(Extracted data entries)
<<<<

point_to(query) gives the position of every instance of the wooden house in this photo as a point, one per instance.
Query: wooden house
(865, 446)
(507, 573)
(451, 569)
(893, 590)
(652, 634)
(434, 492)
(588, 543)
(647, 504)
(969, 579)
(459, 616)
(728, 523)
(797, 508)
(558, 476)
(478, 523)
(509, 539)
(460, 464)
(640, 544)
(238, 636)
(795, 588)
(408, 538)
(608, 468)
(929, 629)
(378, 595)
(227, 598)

>>>>

Task details: Revise the records above by changing "wooden house" to "timber house" at every occurrence, and reproduce them in full with all other text left unchanged.

Task output:
point_to(query) gives the position of every instance of the timber house in this photo as a point, one per instance.
Query: timber house
(865, 446)
(507, 573)
(451, 569)
(893, 590)
(652, 634)
(434, 492)
(588, 543)
(647, 504)
(969, 579)
(459, 616)
(728, 523)
(797, 508)
(558, 476)
(478, 523)
(509, 539)
(460, 464)
(640, 544)
(238, 636)
(795, 588)
(408, 538)
(608, 468)
(929, 629)
(378, 595)
(227, 598)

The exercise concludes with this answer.